### Information supplied:

┄┄┄┄┄┄┄┄┄┄┄┄┄┄┄┄┄┄┄┄

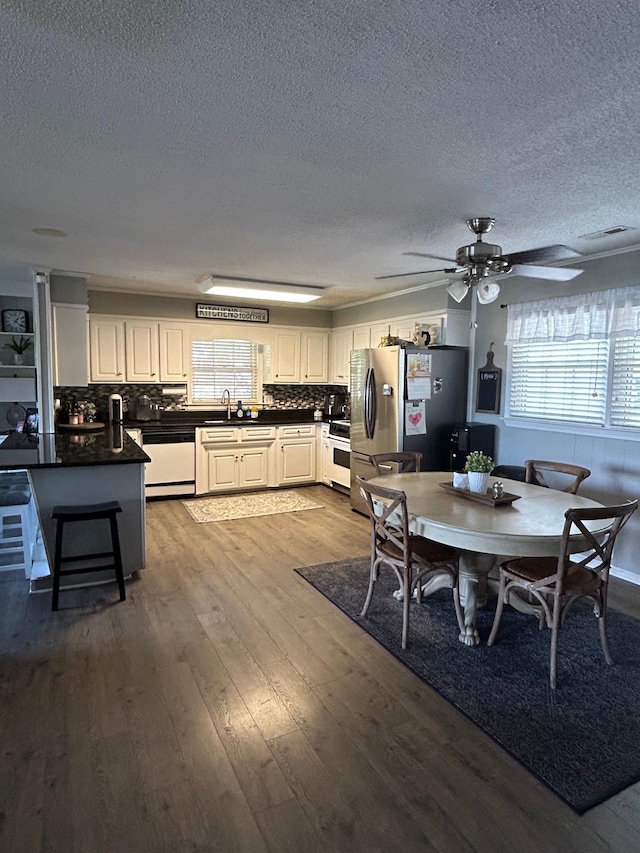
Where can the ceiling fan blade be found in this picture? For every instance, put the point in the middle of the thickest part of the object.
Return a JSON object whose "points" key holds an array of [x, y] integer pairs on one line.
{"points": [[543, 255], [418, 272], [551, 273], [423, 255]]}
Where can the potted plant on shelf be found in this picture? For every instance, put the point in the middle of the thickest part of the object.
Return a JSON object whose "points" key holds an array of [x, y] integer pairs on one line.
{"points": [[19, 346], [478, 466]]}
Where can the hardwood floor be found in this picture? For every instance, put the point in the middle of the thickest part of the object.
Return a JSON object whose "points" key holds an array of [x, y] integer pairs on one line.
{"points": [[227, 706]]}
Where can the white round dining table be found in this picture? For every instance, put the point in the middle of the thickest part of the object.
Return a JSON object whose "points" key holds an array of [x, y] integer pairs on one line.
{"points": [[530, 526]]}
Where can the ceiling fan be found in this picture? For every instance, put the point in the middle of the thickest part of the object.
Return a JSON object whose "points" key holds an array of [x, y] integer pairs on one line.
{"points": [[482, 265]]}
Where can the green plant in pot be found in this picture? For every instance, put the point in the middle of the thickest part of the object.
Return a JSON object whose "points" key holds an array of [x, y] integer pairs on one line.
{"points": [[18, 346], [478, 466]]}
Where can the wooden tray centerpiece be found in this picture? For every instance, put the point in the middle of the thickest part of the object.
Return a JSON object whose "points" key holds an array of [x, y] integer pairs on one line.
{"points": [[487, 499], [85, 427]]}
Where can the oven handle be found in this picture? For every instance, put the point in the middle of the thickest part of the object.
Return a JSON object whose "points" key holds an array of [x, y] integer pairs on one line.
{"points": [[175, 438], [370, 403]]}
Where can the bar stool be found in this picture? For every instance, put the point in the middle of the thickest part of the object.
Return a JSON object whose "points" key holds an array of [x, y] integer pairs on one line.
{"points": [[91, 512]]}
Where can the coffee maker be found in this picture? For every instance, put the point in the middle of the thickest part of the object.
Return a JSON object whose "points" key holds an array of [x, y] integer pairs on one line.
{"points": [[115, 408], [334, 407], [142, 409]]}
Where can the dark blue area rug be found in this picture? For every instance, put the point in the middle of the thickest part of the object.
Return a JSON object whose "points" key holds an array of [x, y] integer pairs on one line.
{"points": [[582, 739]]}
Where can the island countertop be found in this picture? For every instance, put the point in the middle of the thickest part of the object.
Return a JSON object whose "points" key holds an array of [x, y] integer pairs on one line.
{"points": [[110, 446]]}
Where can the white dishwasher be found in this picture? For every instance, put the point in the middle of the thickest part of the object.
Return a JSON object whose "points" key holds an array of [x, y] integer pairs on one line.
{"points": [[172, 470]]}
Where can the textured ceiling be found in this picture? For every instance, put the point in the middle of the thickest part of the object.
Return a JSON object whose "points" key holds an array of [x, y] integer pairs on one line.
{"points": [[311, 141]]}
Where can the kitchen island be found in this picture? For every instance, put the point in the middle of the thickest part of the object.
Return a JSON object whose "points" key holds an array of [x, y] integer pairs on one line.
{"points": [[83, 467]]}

┄┄┄┄┄┄┄┄┄┄┄┄┄┄┄┄┄┄┄┄

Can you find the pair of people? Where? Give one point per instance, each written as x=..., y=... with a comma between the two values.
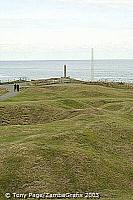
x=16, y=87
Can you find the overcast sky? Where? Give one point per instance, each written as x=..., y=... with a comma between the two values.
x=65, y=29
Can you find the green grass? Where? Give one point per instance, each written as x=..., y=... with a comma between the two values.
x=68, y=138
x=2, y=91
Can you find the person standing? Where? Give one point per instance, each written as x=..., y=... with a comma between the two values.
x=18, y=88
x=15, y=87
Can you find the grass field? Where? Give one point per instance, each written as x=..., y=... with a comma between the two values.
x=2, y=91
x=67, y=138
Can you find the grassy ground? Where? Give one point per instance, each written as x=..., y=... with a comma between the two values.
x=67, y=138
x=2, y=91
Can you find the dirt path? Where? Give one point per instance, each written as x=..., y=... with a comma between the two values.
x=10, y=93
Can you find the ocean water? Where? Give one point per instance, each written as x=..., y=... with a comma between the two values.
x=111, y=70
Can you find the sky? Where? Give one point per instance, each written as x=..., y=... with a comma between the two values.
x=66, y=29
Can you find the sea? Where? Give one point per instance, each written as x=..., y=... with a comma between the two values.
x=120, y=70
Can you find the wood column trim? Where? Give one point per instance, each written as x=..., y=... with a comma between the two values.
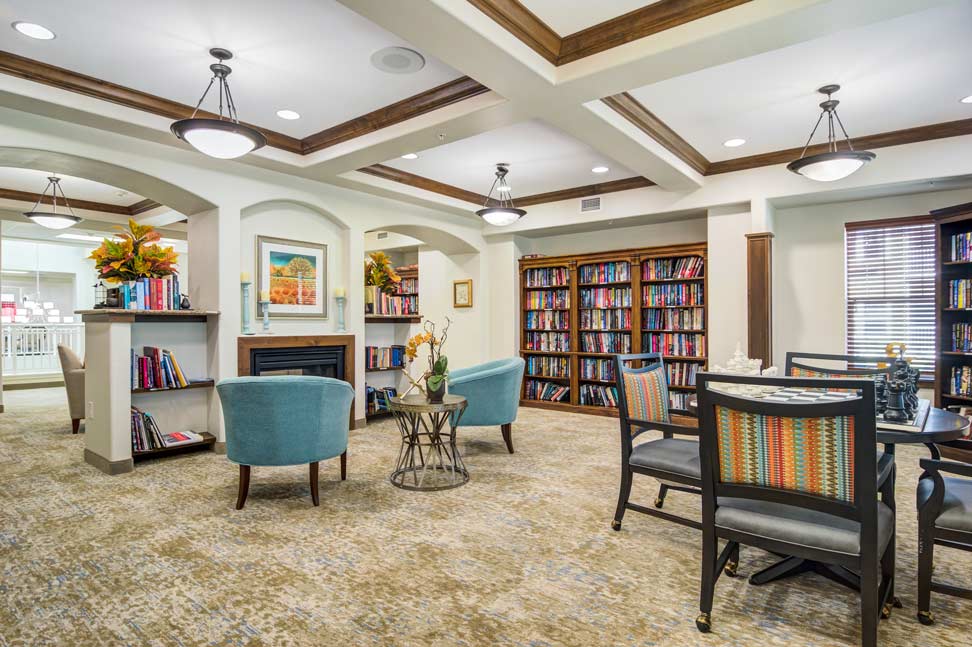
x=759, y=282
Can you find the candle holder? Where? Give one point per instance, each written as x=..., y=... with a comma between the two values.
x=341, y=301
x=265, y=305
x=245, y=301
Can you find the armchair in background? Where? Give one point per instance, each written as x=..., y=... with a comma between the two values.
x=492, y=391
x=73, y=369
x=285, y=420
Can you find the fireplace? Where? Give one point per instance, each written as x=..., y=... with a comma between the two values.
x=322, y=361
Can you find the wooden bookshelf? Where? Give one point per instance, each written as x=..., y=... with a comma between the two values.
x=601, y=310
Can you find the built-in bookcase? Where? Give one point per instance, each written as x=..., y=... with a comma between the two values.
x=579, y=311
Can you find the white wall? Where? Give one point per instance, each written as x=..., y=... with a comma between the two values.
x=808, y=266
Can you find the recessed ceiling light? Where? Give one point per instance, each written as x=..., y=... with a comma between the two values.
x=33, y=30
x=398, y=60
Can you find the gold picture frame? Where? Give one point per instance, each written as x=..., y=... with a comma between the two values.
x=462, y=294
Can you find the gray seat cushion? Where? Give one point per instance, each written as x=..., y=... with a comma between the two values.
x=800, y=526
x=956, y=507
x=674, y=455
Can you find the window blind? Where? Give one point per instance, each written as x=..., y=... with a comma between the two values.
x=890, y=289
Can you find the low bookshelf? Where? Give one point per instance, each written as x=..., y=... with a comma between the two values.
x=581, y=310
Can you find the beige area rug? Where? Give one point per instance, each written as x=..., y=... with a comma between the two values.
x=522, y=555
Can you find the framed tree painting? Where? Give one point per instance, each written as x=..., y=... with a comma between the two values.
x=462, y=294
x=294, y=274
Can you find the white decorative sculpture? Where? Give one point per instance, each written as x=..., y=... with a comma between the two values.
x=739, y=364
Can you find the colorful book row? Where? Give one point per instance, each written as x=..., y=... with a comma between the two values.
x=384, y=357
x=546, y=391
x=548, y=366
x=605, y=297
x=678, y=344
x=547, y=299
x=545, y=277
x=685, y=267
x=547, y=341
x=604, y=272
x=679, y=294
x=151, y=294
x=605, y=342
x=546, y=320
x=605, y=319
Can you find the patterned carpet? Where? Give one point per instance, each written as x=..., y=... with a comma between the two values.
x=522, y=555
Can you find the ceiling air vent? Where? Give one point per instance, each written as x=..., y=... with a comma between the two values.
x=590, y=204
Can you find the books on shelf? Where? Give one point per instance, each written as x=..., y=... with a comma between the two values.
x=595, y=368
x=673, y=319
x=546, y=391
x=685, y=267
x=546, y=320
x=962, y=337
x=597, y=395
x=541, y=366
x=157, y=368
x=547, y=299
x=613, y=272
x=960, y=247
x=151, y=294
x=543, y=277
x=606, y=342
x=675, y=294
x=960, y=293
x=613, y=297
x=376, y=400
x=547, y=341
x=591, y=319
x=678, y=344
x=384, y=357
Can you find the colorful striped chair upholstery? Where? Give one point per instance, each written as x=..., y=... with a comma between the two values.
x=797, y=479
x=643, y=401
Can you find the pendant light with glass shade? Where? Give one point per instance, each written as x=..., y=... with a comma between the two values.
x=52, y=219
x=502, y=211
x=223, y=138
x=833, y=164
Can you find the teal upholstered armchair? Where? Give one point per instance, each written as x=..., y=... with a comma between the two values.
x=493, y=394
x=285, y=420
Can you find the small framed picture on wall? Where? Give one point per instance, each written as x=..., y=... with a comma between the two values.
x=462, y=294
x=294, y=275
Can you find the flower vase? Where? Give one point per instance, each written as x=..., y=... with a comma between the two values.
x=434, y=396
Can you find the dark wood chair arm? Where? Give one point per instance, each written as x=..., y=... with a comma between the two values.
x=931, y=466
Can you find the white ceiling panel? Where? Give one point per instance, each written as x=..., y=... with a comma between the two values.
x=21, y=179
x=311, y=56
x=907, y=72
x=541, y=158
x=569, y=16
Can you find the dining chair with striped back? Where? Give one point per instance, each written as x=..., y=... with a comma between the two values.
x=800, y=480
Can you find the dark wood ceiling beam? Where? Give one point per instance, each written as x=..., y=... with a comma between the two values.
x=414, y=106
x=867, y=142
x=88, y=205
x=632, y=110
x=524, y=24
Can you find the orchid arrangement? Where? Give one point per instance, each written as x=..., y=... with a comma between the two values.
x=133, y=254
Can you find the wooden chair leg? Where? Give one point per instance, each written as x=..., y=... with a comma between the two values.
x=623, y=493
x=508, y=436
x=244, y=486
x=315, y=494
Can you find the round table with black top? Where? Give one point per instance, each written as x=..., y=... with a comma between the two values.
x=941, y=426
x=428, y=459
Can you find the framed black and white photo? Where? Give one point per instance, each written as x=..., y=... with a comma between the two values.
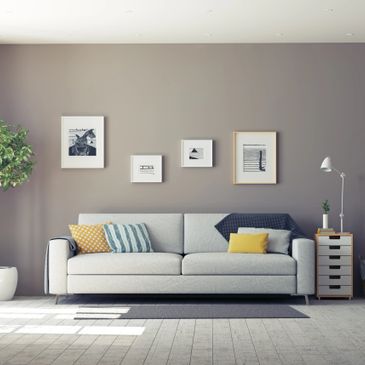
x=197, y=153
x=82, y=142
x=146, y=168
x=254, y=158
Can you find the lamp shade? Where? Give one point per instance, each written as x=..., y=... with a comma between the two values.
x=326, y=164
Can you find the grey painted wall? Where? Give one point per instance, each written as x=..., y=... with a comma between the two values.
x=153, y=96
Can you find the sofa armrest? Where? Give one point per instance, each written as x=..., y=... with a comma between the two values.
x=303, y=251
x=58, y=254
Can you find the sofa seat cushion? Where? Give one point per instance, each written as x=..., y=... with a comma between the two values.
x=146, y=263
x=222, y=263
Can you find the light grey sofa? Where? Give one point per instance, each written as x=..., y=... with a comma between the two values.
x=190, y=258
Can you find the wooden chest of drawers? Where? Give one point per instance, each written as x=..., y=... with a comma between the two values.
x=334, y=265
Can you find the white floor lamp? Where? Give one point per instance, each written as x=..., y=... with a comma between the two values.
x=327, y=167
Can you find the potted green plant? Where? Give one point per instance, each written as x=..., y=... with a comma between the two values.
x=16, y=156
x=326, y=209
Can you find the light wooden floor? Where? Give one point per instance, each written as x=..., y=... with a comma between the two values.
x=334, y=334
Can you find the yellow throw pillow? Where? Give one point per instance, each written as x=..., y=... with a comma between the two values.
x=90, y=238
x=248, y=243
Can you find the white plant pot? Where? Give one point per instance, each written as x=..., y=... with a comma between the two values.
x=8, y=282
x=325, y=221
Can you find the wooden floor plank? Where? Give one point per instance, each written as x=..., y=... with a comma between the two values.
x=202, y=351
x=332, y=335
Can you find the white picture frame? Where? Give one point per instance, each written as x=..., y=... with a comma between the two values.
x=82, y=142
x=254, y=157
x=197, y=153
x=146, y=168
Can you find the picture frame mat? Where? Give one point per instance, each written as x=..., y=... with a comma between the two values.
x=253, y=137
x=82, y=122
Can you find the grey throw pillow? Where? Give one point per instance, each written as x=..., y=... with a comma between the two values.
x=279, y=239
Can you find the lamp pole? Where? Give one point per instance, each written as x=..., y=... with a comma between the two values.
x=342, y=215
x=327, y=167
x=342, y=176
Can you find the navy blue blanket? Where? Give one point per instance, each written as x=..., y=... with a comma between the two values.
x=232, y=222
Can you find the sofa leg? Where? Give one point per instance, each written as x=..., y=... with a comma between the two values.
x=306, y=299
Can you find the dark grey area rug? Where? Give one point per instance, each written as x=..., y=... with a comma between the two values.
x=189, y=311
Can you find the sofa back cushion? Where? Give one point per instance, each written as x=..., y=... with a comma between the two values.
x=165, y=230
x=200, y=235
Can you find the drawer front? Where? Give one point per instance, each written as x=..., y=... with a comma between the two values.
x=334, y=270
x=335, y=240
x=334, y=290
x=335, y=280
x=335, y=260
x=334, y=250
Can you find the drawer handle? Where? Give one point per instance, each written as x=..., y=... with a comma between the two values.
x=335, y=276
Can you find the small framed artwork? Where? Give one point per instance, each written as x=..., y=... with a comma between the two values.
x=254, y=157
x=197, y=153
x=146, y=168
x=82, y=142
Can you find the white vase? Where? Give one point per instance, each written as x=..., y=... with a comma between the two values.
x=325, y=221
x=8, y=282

┄┄┄┄┄┄┄┄┄┄┄┄┄┄┄┄┄┄┄┄

Show all lines above containing "island".

### Response to the exercise:
Where can the island countertop be found in this picture? For every instance, put the point in the middle of the thickest part of the object.
Where can the kitchen island be found in this picture? For every instance, put the point in the middle of the thickest part of the object.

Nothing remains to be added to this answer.